**Given exercise**
Copy the records below from the line with "Pick out the ski track" to the line with "x=665, y=208", both lines included, requests and all. Raise every x and y coordinate in the answers by 113, and keep the sample points in the requests unchanged.
-*-*-
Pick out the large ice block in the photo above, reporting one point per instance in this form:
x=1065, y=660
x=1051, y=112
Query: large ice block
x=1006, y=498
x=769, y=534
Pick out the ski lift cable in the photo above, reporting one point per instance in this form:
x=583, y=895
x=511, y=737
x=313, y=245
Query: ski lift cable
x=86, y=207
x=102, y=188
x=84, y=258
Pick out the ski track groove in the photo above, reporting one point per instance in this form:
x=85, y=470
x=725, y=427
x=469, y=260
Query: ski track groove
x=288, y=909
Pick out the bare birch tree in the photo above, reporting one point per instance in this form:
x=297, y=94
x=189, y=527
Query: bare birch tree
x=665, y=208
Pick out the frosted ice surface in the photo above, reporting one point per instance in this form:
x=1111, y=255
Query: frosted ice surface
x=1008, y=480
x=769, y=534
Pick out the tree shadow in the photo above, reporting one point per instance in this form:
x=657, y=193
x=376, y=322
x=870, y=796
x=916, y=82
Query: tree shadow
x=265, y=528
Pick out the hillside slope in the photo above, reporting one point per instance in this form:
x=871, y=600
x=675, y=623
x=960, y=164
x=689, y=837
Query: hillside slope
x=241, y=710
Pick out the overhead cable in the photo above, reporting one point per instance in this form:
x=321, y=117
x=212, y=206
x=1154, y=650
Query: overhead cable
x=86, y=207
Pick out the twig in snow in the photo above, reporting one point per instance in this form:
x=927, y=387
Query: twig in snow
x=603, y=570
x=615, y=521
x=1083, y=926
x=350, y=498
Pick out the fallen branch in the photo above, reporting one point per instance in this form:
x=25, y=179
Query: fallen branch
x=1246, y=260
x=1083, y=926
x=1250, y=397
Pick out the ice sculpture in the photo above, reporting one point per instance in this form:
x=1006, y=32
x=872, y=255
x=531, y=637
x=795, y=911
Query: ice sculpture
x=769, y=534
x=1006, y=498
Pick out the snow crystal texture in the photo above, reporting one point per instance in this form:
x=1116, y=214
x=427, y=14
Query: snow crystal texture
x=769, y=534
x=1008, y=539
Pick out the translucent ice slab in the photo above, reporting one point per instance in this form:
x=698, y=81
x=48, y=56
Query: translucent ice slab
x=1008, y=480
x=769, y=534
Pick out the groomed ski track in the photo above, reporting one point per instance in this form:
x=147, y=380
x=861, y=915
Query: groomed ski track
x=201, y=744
-*-*-
**Worked solution**
Pick out the ski track groove in the photo above, reporting one point per instance in this form:
x=85, y=470
x=725, y=427
x=469, y=260
Query: ski track groove
x=401, y=1022
Pick out the bare birch tree in the photo above, reporting one point per instance in this form:
x=297, y=94
x=189, y=527
Query: bare birch tree
x=778, y=321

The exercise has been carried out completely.